To be done: Pull out each line of the rows below that contains the string "palm".

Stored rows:
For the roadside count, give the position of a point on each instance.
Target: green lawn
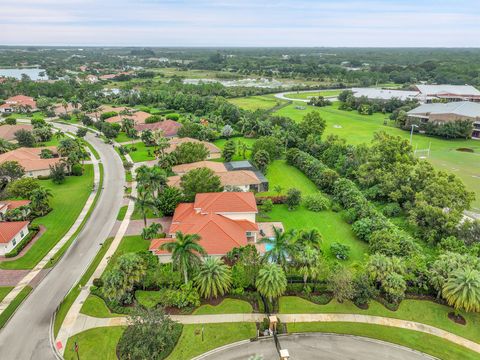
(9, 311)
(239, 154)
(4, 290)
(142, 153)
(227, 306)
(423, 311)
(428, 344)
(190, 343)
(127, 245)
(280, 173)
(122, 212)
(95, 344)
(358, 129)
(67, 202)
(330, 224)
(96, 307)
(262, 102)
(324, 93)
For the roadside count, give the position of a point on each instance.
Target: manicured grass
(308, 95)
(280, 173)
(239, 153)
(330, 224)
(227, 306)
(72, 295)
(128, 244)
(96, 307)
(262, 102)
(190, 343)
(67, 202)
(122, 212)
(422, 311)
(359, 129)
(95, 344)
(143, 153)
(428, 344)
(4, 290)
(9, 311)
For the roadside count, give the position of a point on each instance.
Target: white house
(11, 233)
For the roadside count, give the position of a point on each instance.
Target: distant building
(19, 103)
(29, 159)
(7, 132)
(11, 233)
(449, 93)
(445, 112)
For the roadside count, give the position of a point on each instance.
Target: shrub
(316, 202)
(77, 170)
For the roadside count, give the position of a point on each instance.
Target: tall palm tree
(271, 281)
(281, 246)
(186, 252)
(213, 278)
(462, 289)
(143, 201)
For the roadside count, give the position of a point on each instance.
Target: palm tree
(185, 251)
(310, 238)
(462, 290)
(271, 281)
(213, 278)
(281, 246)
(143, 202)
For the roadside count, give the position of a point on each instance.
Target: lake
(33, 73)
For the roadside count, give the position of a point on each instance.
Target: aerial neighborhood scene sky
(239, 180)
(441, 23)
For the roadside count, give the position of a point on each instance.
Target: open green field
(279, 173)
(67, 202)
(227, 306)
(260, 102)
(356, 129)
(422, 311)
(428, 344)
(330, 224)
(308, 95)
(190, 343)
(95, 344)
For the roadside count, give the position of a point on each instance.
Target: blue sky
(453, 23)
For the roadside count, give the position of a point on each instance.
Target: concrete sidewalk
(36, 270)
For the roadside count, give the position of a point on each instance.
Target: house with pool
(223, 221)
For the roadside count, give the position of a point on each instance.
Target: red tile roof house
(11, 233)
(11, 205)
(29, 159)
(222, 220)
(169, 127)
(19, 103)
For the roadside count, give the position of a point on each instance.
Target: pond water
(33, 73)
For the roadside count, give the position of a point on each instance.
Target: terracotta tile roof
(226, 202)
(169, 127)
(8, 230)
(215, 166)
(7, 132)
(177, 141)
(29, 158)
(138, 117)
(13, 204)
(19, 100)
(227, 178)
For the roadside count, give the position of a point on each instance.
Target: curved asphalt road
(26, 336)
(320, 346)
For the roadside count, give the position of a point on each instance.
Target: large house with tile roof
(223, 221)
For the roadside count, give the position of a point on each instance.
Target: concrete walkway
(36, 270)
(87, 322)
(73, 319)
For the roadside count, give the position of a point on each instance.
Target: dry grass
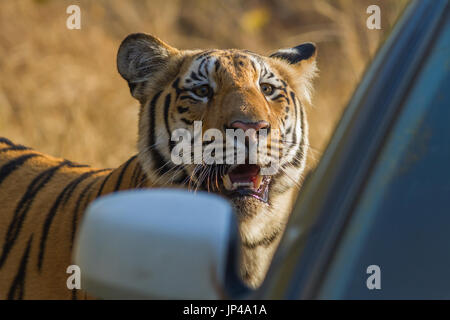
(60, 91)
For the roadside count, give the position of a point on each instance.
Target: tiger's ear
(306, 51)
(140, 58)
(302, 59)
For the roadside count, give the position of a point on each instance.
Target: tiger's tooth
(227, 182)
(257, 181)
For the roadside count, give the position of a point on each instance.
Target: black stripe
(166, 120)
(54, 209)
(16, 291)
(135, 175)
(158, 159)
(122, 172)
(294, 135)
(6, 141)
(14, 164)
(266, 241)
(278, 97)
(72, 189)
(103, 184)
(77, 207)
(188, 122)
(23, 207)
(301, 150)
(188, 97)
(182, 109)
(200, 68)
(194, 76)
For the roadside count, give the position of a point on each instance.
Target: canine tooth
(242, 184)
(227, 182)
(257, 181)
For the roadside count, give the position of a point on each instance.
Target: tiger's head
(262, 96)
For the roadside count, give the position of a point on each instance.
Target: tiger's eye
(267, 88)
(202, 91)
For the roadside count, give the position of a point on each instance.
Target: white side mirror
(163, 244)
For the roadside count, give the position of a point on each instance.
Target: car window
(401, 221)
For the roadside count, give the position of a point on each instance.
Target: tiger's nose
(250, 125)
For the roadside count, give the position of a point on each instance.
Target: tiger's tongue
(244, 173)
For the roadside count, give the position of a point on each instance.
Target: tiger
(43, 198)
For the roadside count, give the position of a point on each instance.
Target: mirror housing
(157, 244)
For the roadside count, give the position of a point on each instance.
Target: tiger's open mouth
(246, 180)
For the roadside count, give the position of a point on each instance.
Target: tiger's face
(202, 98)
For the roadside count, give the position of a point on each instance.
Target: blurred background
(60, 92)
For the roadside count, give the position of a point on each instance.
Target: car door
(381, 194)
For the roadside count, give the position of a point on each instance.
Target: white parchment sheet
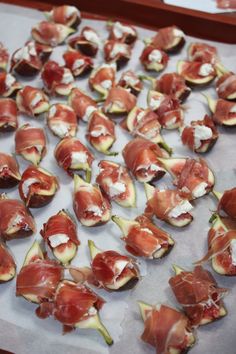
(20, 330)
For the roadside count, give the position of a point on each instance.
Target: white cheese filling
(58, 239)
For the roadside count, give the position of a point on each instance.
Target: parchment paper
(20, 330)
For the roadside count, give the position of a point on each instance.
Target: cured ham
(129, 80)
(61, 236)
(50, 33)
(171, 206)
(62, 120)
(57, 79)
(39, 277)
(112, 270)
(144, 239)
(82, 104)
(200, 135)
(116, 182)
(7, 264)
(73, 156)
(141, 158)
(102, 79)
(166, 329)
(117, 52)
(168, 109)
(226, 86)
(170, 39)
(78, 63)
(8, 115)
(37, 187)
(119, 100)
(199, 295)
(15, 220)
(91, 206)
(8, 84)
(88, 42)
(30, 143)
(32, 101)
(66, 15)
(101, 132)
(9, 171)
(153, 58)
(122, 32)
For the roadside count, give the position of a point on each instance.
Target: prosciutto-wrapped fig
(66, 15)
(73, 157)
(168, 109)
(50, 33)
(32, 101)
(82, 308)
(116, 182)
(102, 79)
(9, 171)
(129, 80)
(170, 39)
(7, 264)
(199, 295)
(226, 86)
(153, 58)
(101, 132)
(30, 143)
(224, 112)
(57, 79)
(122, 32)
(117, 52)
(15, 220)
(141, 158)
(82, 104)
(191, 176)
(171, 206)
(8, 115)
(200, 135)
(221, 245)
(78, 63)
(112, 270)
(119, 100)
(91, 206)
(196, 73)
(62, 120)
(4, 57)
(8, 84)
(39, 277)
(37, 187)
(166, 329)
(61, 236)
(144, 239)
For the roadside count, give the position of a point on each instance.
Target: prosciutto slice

* * *

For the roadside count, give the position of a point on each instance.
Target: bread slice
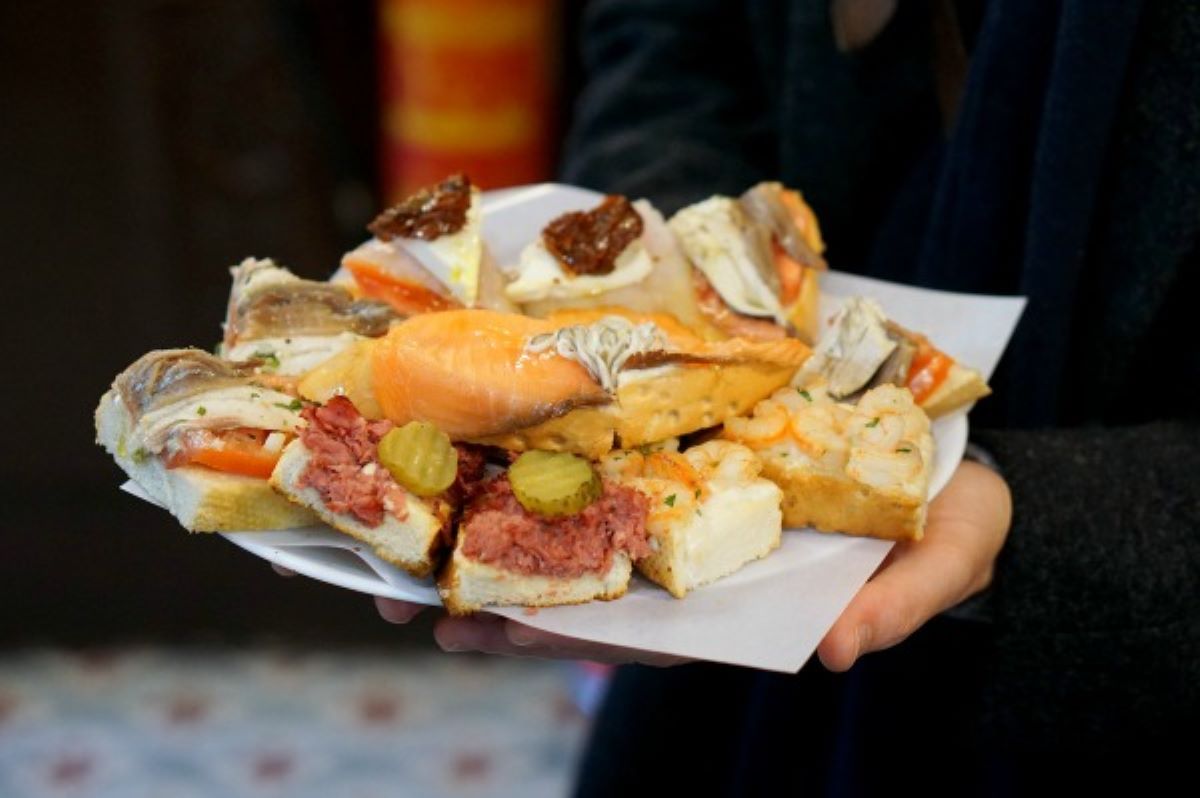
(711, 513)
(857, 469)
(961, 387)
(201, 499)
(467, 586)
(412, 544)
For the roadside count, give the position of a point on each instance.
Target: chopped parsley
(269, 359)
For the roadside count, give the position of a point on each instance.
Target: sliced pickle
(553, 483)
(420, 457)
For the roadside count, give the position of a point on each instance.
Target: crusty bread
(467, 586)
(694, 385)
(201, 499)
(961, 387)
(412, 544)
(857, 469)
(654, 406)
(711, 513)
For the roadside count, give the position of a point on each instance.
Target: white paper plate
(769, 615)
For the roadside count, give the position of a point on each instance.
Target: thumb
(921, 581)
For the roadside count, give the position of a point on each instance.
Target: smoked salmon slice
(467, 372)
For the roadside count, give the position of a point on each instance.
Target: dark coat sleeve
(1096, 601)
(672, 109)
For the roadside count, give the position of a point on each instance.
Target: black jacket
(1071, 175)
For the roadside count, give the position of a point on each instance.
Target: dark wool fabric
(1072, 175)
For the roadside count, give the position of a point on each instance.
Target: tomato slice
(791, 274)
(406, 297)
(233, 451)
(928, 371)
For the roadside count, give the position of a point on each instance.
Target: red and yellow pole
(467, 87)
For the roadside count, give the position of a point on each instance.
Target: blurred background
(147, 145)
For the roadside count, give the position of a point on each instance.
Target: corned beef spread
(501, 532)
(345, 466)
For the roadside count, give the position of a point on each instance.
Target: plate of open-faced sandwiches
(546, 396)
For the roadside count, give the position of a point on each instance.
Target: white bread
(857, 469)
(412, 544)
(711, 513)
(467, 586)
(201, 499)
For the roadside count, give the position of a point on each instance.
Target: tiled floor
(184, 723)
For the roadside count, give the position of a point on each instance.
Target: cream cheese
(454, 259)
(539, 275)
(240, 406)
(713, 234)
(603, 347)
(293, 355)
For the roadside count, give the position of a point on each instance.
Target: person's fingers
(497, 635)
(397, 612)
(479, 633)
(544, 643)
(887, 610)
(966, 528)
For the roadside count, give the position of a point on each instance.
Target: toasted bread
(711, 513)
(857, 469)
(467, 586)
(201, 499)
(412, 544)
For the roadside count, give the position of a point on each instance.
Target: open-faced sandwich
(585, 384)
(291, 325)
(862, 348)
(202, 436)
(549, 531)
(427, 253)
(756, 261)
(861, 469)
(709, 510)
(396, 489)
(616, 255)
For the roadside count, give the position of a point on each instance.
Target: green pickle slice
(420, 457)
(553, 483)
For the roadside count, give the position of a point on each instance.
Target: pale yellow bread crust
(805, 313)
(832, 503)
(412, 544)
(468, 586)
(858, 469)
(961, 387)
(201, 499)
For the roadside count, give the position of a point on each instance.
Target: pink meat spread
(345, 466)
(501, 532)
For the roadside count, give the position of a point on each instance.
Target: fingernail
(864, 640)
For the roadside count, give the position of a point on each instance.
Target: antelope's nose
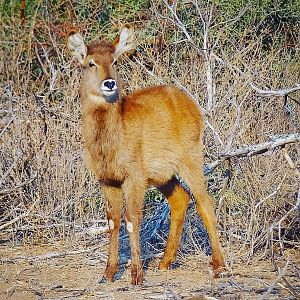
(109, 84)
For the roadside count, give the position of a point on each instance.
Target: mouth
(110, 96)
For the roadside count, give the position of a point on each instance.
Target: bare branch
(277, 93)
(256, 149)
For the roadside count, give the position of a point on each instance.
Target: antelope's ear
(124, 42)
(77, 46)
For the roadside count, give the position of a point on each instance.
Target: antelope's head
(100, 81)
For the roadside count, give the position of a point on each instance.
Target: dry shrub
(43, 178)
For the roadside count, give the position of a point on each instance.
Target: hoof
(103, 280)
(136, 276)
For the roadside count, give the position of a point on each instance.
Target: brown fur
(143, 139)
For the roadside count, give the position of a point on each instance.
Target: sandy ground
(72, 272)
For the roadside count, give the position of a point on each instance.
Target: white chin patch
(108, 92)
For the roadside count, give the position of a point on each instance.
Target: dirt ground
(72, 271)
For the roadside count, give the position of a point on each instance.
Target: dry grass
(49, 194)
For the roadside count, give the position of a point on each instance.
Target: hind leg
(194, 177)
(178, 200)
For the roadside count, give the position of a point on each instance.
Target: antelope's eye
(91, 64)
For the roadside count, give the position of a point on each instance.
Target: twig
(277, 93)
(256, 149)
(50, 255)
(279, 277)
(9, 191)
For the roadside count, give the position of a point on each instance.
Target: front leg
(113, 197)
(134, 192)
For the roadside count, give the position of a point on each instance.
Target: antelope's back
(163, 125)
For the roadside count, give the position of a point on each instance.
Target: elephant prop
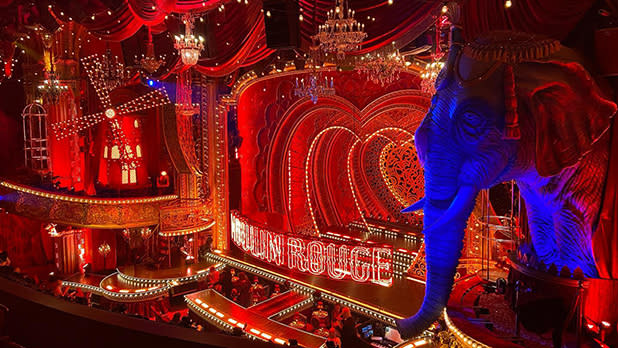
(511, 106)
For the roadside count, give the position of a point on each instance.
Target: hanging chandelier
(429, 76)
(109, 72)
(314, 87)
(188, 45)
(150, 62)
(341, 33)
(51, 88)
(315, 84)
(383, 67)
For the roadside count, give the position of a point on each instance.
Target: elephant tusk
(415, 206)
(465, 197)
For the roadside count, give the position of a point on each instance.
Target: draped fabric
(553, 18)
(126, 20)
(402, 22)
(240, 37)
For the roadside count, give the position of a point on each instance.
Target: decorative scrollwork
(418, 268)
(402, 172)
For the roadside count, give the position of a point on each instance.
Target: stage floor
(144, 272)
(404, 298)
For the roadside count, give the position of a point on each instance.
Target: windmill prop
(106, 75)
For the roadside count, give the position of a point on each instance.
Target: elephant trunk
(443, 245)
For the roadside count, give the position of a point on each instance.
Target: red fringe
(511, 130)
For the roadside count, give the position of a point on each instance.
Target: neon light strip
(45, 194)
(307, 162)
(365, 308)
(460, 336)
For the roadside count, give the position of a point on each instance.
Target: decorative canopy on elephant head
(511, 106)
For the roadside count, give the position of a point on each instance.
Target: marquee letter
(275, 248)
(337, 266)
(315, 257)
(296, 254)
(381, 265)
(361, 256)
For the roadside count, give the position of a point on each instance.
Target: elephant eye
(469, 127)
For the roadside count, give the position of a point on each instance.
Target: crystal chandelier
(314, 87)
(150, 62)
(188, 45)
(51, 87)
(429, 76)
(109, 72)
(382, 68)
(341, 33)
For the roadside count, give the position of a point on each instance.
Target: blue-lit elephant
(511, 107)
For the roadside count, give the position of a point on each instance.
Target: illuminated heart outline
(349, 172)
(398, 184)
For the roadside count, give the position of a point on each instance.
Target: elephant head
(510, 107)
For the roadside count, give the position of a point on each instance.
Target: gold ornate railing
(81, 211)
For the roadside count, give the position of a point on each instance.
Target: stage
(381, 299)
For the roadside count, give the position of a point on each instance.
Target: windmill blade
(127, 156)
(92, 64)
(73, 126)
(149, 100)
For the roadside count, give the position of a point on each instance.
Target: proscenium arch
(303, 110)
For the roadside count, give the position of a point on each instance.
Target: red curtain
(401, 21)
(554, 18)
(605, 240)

...

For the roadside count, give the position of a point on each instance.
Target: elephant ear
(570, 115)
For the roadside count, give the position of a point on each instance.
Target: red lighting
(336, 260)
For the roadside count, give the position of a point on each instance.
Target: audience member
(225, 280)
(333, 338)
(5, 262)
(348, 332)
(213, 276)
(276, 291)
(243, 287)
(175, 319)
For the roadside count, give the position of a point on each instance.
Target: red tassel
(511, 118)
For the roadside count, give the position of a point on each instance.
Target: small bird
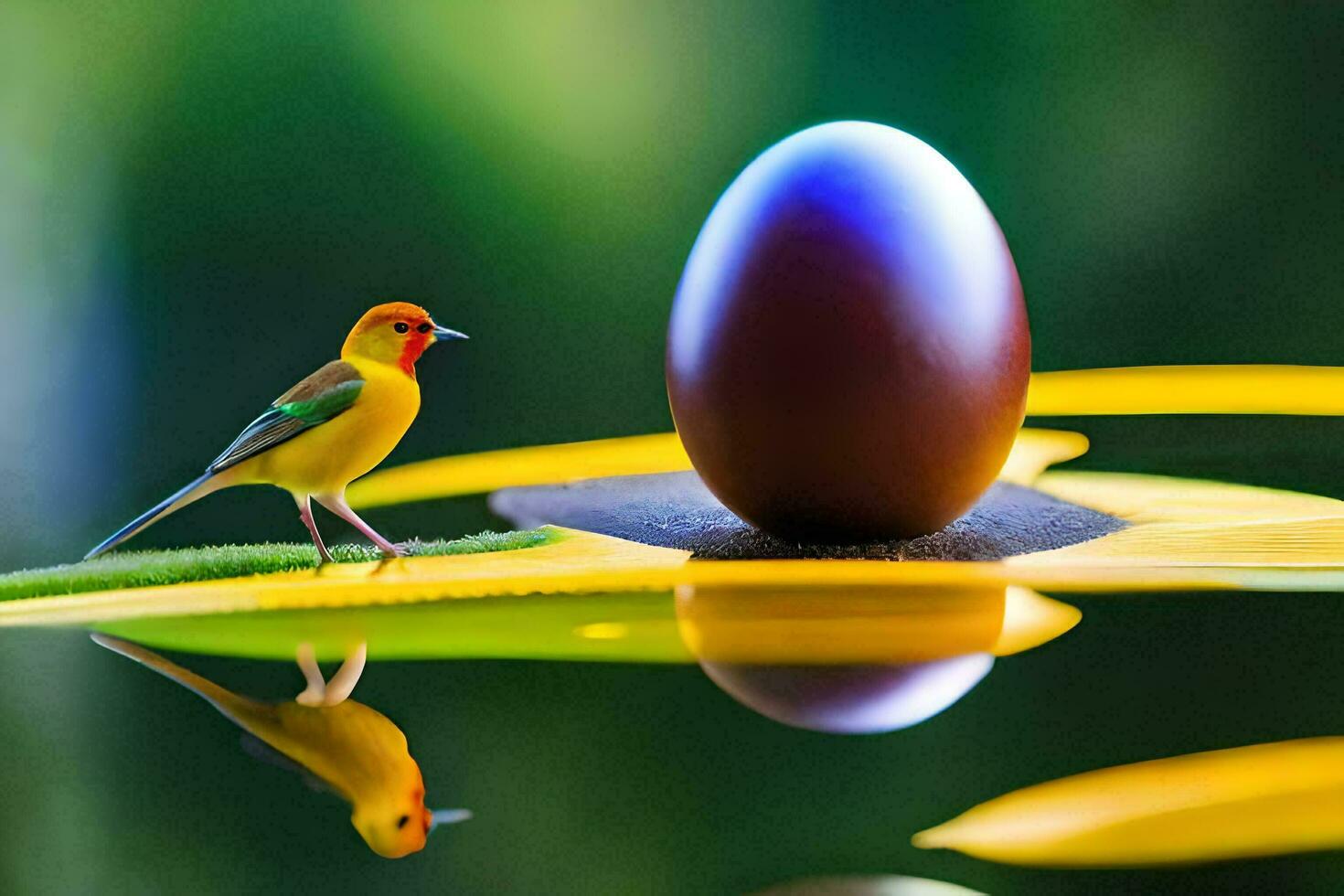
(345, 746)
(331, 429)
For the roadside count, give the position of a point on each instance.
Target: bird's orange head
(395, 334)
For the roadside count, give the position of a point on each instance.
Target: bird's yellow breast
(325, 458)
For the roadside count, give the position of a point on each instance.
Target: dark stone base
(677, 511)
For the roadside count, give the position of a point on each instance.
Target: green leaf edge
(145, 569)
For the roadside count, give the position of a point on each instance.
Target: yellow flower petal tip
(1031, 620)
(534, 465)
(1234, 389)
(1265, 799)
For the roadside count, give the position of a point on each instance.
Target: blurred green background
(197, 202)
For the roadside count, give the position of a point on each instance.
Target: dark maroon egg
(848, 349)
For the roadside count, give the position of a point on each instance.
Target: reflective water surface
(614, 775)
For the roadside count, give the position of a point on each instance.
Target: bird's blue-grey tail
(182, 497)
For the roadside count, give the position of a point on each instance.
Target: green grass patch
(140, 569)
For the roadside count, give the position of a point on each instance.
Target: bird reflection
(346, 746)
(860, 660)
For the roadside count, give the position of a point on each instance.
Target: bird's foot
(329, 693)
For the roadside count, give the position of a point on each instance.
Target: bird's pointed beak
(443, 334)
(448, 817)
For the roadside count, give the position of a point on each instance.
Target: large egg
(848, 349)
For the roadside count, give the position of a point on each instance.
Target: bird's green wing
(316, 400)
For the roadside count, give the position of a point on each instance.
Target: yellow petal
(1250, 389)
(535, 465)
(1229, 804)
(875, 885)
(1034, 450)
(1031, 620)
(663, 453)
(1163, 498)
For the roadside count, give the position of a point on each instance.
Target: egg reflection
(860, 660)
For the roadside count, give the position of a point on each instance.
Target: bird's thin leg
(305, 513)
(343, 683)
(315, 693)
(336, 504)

Result for this task:
Target: tall palm tree
Target: palm tree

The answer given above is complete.